* Instruction
Reproduce the items below, from the line containing "annotation. Detect stone" through the last item, inclusive, with each request kept unchanged and 137 added to every bounding-box coordinate in the answers.

Coordinate annotation entries:

--------------------------------

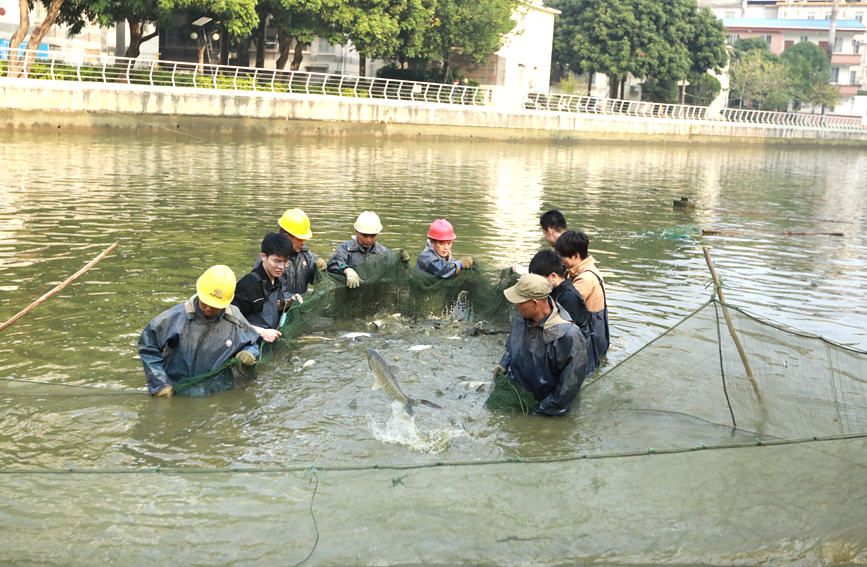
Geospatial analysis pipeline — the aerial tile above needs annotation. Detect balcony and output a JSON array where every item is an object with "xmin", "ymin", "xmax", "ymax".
[
  {"xmin": 837, "ymin": 85, "xmax": 861, "ymax": 96},
  {"xmin": 831, "ymin": 53, "xmax": 861, "ymax": 65}
]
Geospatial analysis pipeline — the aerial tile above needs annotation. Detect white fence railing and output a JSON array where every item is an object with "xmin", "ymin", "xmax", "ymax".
[{"xmin": 0, "ymin": 48, "xmax": 865, "ymax": 132}]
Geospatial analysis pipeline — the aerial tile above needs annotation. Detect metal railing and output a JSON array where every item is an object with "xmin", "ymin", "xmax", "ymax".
[
  {"xmin": 0, "ymin": 49, "xmax": 492, "ymax": 106},
  {"xmin": 524, "ymin": 93, "xmax": 865, "ymax": 132},
  {"xmin": 0, "ymin": 48, "xmax": 865, "ymax": 132}
]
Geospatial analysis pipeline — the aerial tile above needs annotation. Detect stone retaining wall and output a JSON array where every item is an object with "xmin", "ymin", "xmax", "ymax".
[{"xmin": 0, "ymin": 78, "xmax": 867, "ymax": 145}]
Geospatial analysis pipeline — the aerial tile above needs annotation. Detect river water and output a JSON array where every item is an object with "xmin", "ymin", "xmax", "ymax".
[{"xmin": 0, "ymin": 130, "xmax": 867, "ymax": 564}]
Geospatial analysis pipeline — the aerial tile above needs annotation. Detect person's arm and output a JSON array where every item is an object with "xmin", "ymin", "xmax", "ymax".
[
  {"xmin": 557, "ymin": 290, "xmax": 590, "ymax": 327},
  {"xmin": 138, "ymin": 318, "xmax": 178, "ymax": 395},
  {"xmin": 328, "ymin": 243, "xmax": 352, "ymax": 274},
  {"xmin": 416, "ymin": 252, "xmax": 462, "ymax": 279},
  {"xmin": 232, "ymin": 274, "xmax": 265, "ymax": 317},
  {"xmin": 534, "ymin": 327, "xmax": 587, "ymax": 416},
  {"xmin": 250, "ymin": 325, "xmax": 283, "ymax": 343}
]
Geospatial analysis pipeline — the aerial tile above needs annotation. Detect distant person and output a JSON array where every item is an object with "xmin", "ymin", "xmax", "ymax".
[
  {"xmin": 328, "ymin": 211, "xmax": 409, "ymax": 289},
  {"xmin": 512, "ymin": 209, "xmax": 566, "ymax": 274},
  {"xmin": 539, "ymin": 209, "xmax": 567, "ymax": 248},
  {"xmin": 554, "ymin": 230, "xmax": 610, "ymax": 358},
  {"xmin": 530, "ymin": 248, "xmax": 599, "ymax": 374},
  {"xmin": 232, "ymin": 232, "xmax": 303, "ymax": 343},
  {"xmin": 138, "ymin": 266, "xmax": 259, "ymax": 398},
  {"xmin": 415, "ymin": 219, "xmax": 473, "ymax": 279},
  {"xmin": 494, "ymin": 274, "xmax": 587, "ymax": 416},
  {"xmin": 254, "ymin": 209, "xmax": 326, "ymax": 297}
]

--------------------------------

* Right answer
Geospatial analysis pipeline — the aerial tile above needs annotation. Detect stone retaining wall and output a JSON array where every item is an object with "xmin", "ymin", "xmax", "ymax".
[{"xmin": 137, "ymin": 215, "xmax": 1004, "ymax": 282}]
Geospatial analysis pipeline — the aerial tile above needs annotation. Detect river water and output a JSON array where every item is an object with "xmin", "ymin", "xmax", "ymax".
[{"xmin": 137, "ymin": 267, "xmax": 1004, "ymax": 701}]
Geospatial analysis pipeline — the aerial tile above needs annotation. Detect person's arm and output a JSON array where every item is an object with "xmin", "ymin", "xmax", "ymax".
[
  {"xmin": 694, "ymin": 427, "xmax": 727, "ymax": 464},
  {"xmin": 275, "ymin": 455, "xmax": 315, "ymax": 532},
  {"xmin": 465, "ymin": 380, "xmax": 489, "ymax": 411},
  {"xmin": 553, "ymin": 389, "xmax": 599, "ymax": 416},
  {"xmin": 369, "ymin": 411, "xmax": 402, "ymax": 454},
  {"xmin": 671, "ymin": 464, "xmax": 724, "ymax": 553},
  {"xmin": 387, "ymin": 462, "xmax": 420, "ymax": 480}
]
Geospatial analysis pipeline — the aerial tile above needs annotation. Detect distant person and output a JSON array where every item is an object with "xmin", "ymin", "xmax", "ymax".
[
  {"xmin": 465, "ymin": 348, "xmax": 546, "ymax": 426},
  {"xmin": 649, "ymin": 346, "xmax": 703, "ymax": 411},
  {"xmin": 676, "ymin": 346, "xmax": 704, "ymax": 385},
  {"xmin": 691, "ymin": 367, "xmax": 747, "ymax": 495},
  {"xmin": 667, "ymin": 385, "xmax": 736, "ymax": 511},
  {"xmin": 369, "ymin": 369, "xmax": 440, "ymax": 480},
  {"xmin": 275, "ymin": 403, "xmax": 396, "ymax": 535},
  {"xmin": 552, "ymin": 356, "xmax": 610, "ymax": 416},
  {"xmin": 631, "ymin": 411, "xmax": 724, "ymax": 553},
  {"xmin": 391, "ymin": 346, "xmax": 463, "ymax": 434}
]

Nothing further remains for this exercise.